◆ **Preguntas**
1) Resume en forma de lista el párrafo que empieza con «Nada mejor que el caos» del texto sobre Alberto Fernández y la pandemia. Conserva sus datos principales.
2) Sigue el texto sobre Alberto Fernández y la pandemia a partir de su última oración.

◆ **Texto**
# # # #

El contacto directo con la gente -ahora, aggiornado, y por Twitter- es otra faceta nestoriana que Fernández ensaya con frecuencia y que acentuó durante la pandemia. La emergencia parece haber suspendido las preguntas y congelado el pensamiento crítico: el miedo, disciplina y los estados de excepcionalidad promueven la autocensura. Por caso, la crisis sanitaria legitimó la suspensión (se supone que temporaria) de las conferencias de prensa, en un momento de máxima incertidumbre donde los interrogantes -y la transparencia- se vuelven esenciales. ¿Cómo se está reconfigurando el sistema de salud pública, mientras se espera del pico más severo del virus? ¿Cómo se están haciendo las compras del Estado? ¿Quién las controla? ¿Dónde está la vicepresidenta?

Nada mejor que el caos y el miedo para la construcción de legitimidad política y el ejercicio de un poder sin controles. De hecho, los asesores más cercanos del Presidente se entusiasman con las encuestas que muestran el aumento de su popularidad, tal como sucedía con el santacruceño en 2003. El pánico es tierra fértil para el florecimiento de los autoritarismos y los personalismos, una tentación en la que Alberto Fernández -justo es decirlo- por ahora no ha caído, salvo algunos deslices de autobombo: «Somos un caso único en el mundo», se autoelogió, en la última cadena nacional, por la declaración temprana de la cuarentena.

# # # #

(Entradas del conjunto de datos)
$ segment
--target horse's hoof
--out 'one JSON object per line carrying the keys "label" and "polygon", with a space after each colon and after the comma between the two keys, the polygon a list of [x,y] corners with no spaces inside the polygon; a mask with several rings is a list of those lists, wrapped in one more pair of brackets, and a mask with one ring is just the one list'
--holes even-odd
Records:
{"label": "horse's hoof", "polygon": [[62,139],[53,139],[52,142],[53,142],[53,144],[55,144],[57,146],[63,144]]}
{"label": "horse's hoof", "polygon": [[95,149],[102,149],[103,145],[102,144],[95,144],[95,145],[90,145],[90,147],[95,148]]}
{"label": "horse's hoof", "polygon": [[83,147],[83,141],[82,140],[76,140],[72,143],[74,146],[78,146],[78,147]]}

# # # #

◆ **Respuestas**
1)
- El caos y el miedo ayudan a construir legitimidad política y a ejercer un poder sin controles.
- Los asesores más cercanos del Presidente se entusiasman con encuestas que muestran que su popularidad sube, como le pasaba al santacruceño en 2003.
- El pánico hace crecer los autoritarismos y los personalismos. Por ahora, Alberto Fernández no cayó en esa tentación.
- Sí tuvo algunos deslices de autobombo. En la última cadena nacional dijo «Somos un caso único en el mundo» por haber declarado la cuarentena temprano.

2)
Alberto pidió solidaridad a aquellos que llevan «una vida más placentera» para enfrentar, primero la crisis económica, y ahora la pandemia. Sin embargo, paradójicamente, en ese grupo no incluyó a la dirigencia política, como sí lo hizo su colega «neoliberal» Lacalle Pou. Parece que algunas vidas placenteras son más legítimas que otras. El gesto -que captó rápidamente Sergio Massa- sería más simbólico que otra cosa: un guiño a la clase media que vive al día y a amplios sectores de la sociedad que acumulan desconfianza y resentimiento frente a los privilegios de la dirigencia política. En la cuarentena obligatoria, la grieta es hoy entre los que tienen un salario asegurado, aunque no vayan a trabajar, y aquellos que, privados de su actividad diaria, navegan en la incertidumbre.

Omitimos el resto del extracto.